[Selected text Boundary: Start]

The climate is changing faster than animals can adapt

Mascle de llucareta (Carduelis citrinella), una de les espècies incloses en l'estudi. Foto: Antoni Borràs.
Mascle de llucareta (Carduelis citrinella), una de les espècies incloses en l'estudi. Foto: Antoni Borràs.

A study just published in the scientific journal Nature Communications presents worrying results on animals’ adaptation to climate change. It concludes that while species are changing some aspects of their lives in response to global warming, they are not doing so quickly enough and do not always make the right changes.

A male citril finch (Carduelis citrinella), one of the species included in the study. Photo: Antoni Borràs.

Carried out by an international research group led by Viktoriia Radchuk, Alexandre Courtiol and Stephanie Kramer-Schadt from the Leibniz Institute for Zoo and Wildlife Research (Leibniz-IZW) in Berlin, the study is based on a review of data from 71 previous studies chosen from among more than 10,000 scientific articles on animals’ adaptation to climate change.

A review of 71 studies chosen from among more than 10,000 scientific articles.

The scientists who participated in the study include Constantí Stefanescu, a CREAF-associated researcher from the Granollers Museum of Natural Sciences; Iolanda Filella, a CREAF and CSIC researcher; and Joan Carles Senar and Antoni Borràs, researchers from the Barcelona Museum of Natural Sciences.

The changes made by animals are mainly phenological

Climate change is a threat to species and ecosystems, so analysing whether animals are capable of responding to cope with it is crucial. In nature, the most evident changes animals make in response to climate change are phenological adjustments, i.e. alterations to the seasonal timing of biological events such as hibernation, reproduction and migration. Changes in the body size and weight of some species have also been recorded, but the study found trends in such morphological alterations to be less clear than in the case of phenological changes.

Saltabardisses de solell (Pyronia cecilia), una especie de papallona que avança el moment de vol quan les temperatures de primavera són més altes del que és habitual. Foto: Jordi Corbera.

[Selected text Boundary: End]
[Input data Boundary: Start]

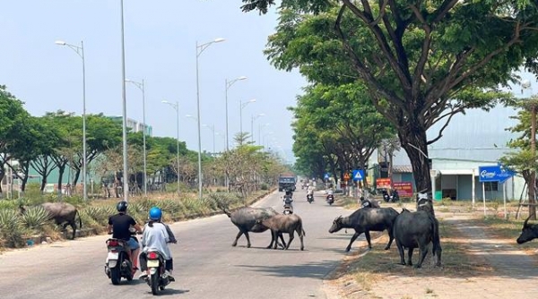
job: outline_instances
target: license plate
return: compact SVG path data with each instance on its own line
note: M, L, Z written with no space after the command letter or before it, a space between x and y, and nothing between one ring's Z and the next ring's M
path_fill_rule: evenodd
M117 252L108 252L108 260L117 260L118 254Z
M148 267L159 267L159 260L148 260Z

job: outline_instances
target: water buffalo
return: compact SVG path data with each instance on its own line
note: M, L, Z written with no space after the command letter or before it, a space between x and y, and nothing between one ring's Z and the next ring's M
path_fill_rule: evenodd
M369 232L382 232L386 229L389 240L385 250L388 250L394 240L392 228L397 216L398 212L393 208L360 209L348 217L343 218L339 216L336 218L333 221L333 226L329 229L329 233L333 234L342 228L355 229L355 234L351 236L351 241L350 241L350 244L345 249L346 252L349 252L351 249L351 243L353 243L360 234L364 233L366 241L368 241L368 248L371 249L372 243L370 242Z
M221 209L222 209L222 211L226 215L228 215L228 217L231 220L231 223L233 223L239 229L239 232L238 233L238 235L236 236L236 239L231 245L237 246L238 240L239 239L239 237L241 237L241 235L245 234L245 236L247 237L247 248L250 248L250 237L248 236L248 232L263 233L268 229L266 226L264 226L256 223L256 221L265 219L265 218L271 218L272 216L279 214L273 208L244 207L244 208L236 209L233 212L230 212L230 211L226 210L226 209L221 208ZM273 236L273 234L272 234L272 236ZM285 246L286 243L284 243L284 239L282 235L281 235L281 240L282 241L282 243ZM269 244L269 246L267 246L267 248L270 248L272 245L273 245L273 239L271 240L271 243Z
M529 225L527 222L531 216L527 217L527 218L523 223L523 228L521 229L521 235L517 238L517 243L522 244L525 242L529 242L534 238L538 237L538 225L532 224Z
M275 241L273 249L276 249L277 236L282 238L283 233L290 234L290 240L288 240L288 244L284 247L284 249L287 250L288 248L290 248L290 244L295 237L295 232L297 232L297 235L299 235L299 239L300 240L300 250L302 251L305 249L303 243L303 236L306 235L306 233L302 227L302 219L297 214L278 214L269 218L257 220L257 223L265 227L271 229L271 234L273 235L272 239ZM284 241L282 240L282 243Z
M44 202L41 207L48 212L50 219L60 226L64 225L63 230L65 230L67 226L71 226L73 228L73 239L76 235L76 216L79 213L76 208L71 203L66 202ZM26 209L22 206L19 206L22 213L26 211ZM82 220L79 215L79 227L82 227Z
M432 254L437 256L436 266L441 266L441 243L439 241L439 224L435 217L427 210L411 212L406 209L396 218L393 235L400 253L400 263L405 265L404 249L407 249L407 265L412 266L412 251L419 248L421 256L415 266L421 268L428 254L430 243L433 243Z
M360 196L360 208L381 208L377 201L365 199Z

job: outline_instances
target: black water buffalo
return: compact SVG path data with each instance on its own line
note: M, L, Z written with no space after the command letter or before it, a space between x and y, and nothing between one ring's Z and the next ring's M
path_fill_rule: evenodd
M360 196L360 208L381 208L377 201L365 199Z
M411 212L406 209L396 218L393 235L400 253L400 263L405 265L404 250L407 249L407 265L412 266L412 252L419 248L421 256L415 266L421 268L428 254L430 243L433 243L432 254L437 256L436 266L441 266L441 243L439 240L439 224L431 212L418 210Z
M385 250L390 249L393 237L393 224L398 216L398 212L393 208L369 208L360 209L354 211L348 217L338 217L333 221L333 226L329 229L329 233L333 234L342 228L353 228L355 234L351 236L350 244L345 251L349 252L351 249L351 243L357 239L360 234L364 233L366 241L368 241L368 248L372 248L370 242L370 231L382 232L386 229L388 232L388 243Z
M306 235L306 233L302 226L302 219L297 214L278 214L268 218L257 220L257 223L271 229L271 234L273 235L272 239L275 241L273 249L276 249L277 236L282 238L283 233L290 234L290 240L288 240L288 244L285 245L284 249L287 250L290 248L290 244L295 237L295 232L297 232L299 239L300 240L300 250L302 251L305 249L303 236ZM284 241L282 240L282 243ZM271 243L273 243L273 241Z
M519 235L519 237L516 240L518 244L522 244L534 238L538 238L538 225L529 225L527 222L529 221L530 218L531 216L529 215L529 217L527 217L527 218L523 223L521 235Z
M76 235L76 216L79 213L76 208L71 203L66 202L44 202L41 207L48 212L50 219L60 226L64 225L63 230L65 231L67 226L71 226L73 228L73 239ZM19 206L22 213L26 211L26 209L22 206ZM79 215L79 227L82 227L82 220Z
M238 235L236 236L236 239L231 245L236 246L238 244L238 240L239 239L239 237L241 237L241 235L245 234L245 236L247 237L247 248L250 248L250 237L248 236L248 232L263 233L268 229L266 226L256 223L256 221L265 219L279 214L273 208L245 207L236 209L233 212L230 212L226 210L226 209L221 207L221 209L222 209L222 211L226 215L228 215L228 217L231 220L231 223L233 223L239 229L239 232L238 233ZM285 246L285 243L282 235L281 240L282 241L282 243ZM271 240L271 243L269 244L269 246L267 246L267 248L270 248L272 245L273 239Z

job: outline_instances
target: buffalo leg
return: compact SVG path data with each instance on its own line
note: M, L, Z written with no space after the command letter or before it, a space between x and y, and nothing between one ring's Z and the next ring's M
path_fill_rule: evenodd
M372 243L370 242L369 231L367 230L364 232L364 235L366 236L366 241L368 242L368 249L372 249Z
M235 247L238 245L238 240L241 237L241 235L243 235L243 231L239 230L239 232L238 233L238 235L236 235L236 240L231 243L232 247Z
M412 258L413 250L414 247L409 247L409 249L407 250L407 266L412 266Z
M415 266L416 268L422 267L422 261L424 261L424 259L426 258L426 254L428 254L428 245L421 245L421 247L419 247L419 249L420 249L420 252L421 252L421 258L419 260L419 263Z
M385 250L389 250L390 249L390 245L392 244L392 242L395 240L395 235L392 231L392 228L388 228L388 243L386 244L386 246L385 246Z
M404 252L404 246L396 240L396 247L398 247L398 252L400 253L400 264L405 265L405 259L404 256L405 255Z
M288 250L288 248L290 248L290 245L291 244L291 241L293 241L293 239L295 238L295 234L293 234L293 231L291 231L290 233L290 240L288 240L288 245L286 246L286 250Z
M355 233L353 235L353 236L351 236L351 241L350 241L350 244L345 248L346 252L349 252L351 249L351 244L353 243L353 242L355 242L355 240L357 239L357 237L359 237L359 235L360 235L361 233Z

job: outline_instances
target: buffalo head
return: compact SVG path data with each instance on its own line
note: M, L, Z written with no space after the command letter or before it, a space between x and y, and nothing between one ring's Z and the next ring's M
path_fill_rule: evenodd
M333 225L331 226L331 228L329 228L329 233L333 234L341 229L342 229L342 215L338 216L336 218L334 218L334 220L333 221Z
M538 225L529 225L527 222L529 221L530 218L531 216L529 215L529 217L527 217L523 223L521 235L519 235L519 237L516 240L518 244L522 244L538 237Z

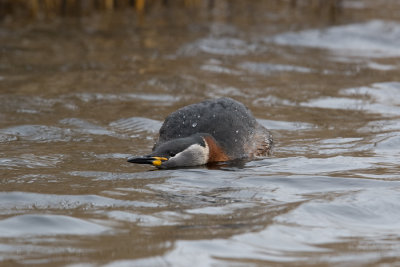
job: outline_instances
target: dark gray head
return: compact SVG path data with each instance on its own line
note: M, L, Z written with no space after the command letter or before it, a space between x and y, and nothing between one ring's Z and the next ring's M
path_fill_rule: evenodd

[Input data Boundary: End]
[Input data Boundary: Start]

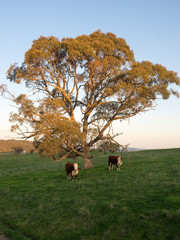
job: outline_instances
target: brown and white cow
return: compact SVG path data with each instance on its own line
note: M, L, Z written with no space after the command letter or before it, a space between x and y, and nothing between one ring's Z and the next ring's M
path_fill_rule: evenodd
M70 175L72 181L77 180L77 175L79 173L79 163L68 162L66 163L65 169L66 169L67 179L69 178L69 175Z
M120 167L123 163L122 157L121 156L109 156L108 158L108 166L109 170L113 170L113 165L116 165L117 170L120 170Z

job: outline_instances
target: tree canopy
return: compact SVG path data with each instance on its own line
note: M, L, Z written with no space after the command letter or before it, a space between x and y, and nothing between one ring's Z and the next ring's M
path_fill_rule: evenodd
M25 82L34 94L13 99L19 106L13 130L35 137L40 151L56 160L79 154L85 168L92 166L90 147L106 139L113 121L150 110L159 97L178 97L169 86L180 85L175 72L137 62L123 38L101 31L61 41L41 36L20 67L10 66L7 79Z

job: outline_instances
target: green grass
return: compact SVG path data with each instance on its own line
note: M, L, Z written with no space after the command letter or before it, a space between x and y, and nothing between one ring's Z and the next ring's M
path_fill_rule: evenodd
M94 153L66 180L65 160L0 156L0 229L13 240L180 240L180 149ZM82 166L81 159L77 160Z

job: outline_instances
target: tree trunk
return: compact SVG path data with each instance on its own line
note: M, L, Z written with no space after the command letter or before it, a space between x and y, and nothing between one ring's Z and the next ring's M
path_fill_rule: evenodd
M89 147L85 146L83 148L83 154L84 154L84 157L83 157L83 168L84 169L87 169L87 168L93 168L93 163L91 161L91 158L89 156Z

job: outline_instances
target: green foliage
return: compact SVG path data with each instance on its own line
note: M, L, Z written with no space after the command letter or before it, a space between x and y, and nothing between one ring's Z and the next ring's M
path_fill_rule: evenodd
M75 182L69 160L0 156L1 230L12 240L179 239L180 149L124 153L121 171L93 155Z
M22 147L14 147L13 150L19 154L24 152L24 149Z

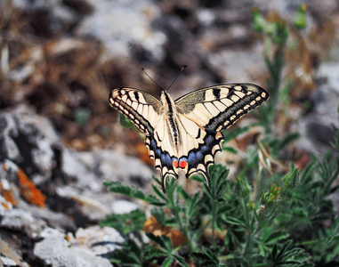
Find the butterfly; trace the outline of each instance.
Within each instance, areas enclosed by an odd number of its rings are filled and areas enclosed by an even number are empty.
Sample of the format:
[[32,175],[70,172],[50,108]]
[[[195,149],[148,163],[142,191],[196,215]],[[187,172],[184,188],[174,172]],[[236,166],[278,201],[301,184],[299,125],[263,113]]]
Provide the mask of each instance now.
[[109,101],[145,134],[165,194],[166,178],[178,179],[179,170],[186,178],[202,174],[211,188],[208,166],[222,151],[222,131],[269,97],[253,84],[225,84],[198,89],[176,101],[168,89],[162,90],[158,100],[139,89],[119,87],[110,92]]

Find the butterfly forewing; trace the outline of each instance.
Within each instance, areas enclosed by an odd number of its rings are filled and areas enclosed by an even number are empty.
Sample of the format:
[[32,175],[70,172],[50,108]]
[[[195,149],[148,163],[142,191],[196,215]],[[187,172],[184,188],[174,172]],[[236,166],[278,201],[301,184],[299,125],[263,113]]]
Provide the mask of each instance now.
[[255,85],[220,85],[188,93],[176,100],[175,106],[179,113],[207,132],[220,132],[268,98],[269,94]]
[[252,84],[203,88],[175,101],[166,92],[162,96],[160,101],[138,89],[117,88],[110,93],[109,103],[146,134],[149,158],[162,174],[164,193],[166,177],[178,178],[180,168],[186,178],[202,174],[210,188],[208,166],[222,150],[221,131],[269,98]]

[Input data Boundary: End]
[Input data Boundary: Start]

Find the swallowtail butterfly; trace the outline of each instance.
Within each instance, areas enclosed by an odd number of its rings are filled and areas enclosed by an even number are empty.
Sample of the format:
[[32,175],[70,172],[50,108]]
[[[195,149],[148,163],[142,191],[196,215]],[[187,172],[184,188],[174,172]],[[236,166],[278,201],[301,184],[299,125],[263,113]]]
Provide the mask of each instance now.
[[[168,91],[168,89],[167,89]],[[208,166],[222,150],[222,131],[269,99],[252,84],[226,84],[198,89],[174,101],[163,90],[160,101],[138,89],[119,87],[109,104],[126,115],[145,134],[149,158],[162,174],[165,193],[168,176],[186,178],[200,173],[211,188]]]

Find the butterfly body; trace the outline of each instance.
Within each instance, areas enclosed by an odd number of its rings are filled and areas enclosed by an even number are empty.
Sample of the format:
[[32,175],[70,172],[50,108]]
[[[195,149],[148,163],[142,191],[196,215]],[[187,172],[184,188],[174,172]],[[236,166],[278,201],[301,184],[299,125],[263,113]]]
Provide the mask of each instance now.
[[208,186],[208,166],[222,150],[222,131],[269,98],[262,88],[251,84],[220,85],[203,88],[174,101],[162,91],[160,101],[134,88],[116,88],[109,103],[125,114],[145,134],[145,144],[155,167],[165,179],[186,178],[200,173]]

[Input data Boundary: End]

**Exercise instructions:**
Answer these questions from the article on climate change and animal adaptation:
(a) In which journal was the study published?
(b) How many previous studies did the review draw on, and from how many scientific articles were they chosen?
(c) Which three biological events does the article give as examples of phenological adjustments?

**Problem solution:**
(a) Nature Communications.
(b) 71 studies, chosen from more than 10,000 scientific articles.
(c) Hibernation, reproduction and migration.